**Directions for this task:**
In your answer, set down the records below exactly as they stand, omitting pictures.

= = =

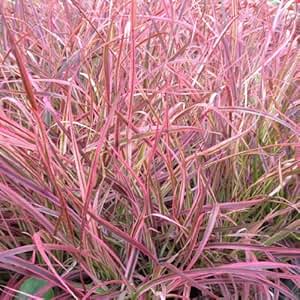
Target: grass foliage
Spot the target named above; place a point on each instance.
(150, 149)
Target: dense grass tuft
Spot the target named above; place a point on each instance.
(149, 149)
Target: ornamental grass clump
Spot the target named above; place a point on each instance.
(149, 149)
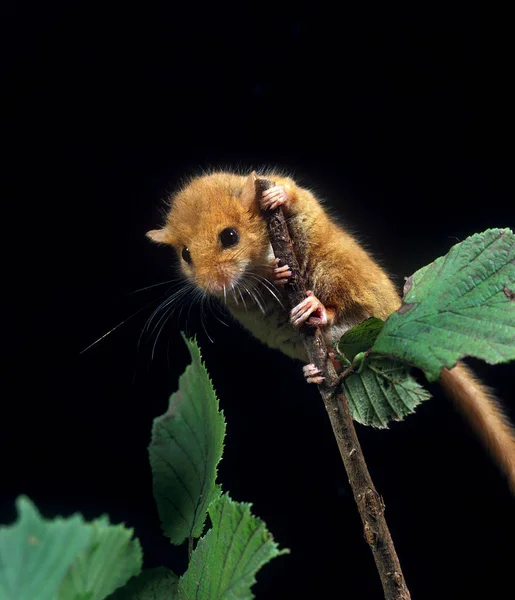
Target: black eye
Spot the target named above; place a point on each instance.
(186, 255)
(229, 237)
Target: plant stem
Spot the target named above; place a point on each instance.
(370, 504)
(190, 547)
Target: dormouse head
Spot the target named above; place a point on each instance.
(215, 226)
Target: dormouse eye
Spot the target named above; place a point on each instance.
(186, 255)
(229, 237)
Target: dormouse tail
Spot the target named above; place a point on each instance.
(485, 415)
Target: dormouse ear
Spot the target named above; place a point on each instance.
(158, 235)
(248, 195)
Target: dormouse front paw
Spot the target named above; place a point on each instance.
(310, 311)
(280, 275)
(312, 373)
(274, 197)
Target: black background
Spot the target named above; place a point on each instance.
(399, 116)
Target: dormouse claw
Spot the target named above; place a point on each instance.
(280, 274)
(312, 374)
(310, 311)
(274, 197)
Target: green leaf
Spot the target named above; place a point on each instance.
(460, 305)
(382, 392)
(150, 584)
(226, 559)
(108, 562)
(35, 553)
(359, 338)
(186, 447)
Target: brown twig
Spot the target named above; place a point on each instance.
(370, 503)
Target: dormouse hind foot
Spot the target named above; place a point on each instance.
(312, 374)
(280, 275)
(274, 197)
(310, 311)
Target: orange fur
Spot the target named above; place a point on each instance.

= = =

**Answer space:**
Target: grass foliage
Spot the target named above; place a point on each instance.
(150, 149)
Target: dense grass tuft
Spot the target named above; place a point on each instance.
(149, 149)
Target: ornamental grass clump
Spot the target named above; place a point on each instance.
(149, 149)
Target: black eye
Spot the target named above; place a point on each instance.
(186, 255)
(229, 237)
Target: plant stem
Spot the target named above; place a point on each instance.
(370, 504)
(190, 547)
Target: dormouse head
Spot the target named above; place a point on each instance.
(215, 226)
Target: dormouse eye
Spot the target named above; place a point on each instance.
(186, 255)
(229, 237)
Target: dormouse tail
Spot the target named above; place a point on each instance.
(485, 415)
Target: dormouse ear
Spot the target named above; place a point on each instance.
(158, 235)
(248, 195)
Target: dormouse front paw
Spot the target named above; place a point on each instance.
(310, 311)
(280, 275)
(312, 373)
(274, 197)
Target: black background
Spot the target named above; place a point on each instance.
(399, 116)
Target: dormouse claw
Spot the target named above; place a point on each instance.
(280, 274)
(312, 374)
(310, 311)
(274, 197)
Target: green leaf
Spot the target named above; place a point on each instance.
(460, 305)
(382, 392)
(150, 584)
(226, 559)
(108, 562)
(35, 553)
(359, 338)
(186, 447)
Target: brown twig
Spot the target named above; place a point on each instance.
(370, 503)
Target: dormouse hind foot
Spot the target named above; place a point on each instance.
(312, 374)
(280, 275)
(274, 197)
(310, 311)
Target: orange fur
Spot the target named above; place a point on each instance.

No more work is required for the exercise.